◆ **Objective**: Copy the lines below as they are; omit the images they contain.

◆ **Records to process**:
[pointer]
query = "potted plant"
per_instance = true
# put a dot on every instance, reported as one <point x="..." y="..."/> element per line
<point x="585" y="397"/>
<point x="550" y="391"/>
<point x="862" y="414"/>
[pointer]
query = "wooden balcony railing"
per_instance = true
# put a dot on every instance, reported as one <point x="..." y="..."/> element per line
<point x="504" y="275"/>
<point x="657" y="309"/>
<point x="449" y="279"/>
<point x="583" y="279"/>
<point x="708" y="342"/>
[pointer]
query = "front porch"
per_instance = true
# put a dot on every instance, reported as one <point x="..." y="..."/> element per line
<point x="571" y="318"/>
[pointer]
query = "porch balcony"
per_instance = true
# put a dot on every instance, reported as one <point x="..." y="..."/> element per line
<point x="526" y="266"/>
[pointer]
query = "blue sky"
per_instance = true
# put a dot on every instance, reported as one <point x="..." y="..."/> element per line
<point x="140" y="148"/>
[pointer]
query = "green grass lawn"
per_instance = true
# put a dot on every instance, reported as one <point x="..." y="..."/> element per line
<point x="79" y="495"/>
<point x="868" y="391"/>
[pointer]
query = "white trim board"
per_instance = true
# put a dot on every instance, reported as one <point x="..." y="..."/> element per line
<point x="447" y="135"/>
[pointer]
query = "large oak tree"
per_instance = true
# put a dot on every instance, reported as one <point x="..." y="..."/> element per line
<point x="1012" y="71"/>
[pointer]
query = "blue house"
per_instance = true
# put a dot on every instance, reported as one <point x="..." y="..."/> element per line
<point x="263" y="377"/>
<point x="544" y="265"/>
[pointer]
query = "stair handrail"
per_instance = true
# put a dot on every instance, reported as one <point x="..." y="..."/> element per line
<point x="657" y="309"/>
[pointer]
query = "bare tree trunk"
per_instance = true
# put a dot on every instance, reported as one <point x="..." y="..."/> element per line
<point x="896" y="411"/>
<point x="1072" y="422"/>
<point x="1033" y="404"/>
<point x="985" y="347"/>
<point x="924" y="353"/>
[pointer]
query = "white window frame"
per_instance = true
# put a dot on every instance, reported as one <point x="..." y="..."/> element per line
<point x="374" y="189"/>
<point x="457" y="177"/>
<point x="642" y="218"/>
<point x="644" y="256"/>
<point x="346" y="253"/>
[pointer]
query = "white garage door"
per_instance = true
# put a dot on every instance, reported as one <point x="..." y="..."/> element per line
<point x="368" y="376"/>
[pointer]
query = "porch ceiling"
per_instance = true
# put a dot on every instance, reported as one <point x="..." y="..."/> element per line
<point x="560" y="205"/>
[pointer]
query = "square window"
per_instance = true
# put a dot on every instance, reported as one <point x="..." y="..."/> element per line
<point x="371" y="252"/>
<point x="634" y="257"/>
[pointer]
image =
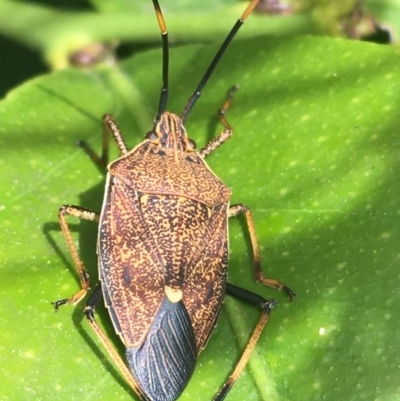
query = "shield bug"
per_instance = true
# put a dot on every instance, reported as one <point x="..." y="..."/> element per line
<point x="163" y="247"/>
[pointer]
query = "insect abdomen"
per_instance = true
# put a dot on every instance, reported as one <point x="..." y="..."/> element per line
<point x="164" y="363"/>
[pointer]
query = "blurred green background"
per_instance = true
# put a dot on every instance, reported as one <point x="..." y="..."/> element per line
<point x="315" y="155"/>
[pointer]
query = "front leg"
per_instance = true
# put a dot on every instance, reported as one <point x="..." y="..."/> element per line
<point x="87" y="214"/>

◆ **Output for this exercise**:
[pointer]
query = "potted plant"
per_instance = true
# put a dot on every instance, reported as one <point x="..." y="..."/> element per line
<point x="585" y="397"/>
<point x="550" y="391"/>
<point x="862" y="414"/>
[pointer]
query = "wooden balcony railing"
per_instance = true
# put a dot on every instance, reported as one <point x="..." y="..."/> element per line
<point x="504" y="275"/>
<point x="657" y="309"/>
<point x="449" y="279"/>
<point x="583" y="279"/>
<point x="708" y="342"/>
[pointer]
query = "front porch"
per_instance = true
# put a dot on every instance, reported as one <point x="..." y="..."/> element per line
<point x="571" y="318"/>
[pointer]
query = "porch balcony"
per_instance = true
# put a dot on every instance, reported as one <point x="..." y="..."/> element per line
<point x="526" y="266"/>
[pointer]
query = "blue sky"
per_instance = true
# put a dot on every instance, reported as one <point x="..." y="..."/> element per line
<point x="140" y="148"/>
[pointer]
query = "green grass lawn"
per_instance = true
# put a dot on every instance, reported as one <point x="..." y="..."/> element per line
<point x="79" y="495"/>
<point x="868" y="391"/>
[pointer]
query = "white trim board"
per_instance = true
# put a dot on every instance, reported as one <point x="..." y="..."/> element per line
<point x="447" y="135"/>
[pointer]
query = "large oak tree"
per_instance = true
# put a dot on every instance, reported as one <point x="..." y="..."/> element per line
<point x="1012" y="71"/>
[pointer]
query = "blue house"
per_instance = true
# put a dot on every instance, reported as one <point x="..." y="..."/> element per line
<point x="263" y="377"/>
<point x="544" y="265"/>
[pointer]
query = "stair handrail"
per_instance = true
# put a dot on every instance, reported as one <point x="..." y="..."/> element per line
<point x="657" y="309"/>
[pointer]
query = "bare tree trunk"
per_instance = true
# put a dot on every instance, reported as one <point x="..." y="..."/> element per line
<point x="896" y="411"/>
<point x="1072" y="422"/>
<point x="1033" y="404"/>
<point x="985" y="347"/>
<point x="924" y="353"/>
[pointer]
query = "white window frame"
per_instance = true
# put a dot on every instance, reported as one <point x="..." y="..."/> element per line
<point x="374" y="189"/>
<point x="457" y="177"/>
<point x="642" y="218"/>
<point x="644" y="256"/>
<point x="346" y="253"/>
[pointer]
query = "white garage door"
per_instance = true
# put a dot on every instance, reported as one <point x="..." y="..."/> element per line
<point x="368" y="376"/>
[pointer]
query = "porch ceiling"
per_instance = true
# put a dot on every instance, reported as one <point x="..." y="..."/> element per line
<point x="560" y="205"/>
[pointer]
query = "square window"
per_instance = true
# put a dot on every instance, reported as one <point x="..." y="..."/> element per line
<point x="371" y="252"/>
<point x="634" y="257"/>
[pointer]
image =
query = "shield bug"
per_instance = true
# put a dot on every instance, reported as one <point x="..." y="..."/> element per line
<point x="163" y="247"/>
[pointer]
query = "insect abdomen"
per_instance = true
# put a dot on every instance, reported as one <point x="..." y="..."/> element per line
<point x="164" y="363"/>
[pointer]
query = "blurred green background"
per_instance = true
# put a dot on every instance, reported as one <point x="..." y="..."/> element per line
<point x="315" y="155"/>
[pointer]
query = "front leg"
per_instance = true
# put a dot on every instance, reported as one <point x="..." y="..."/> element per line
<point x="87" y="214"/>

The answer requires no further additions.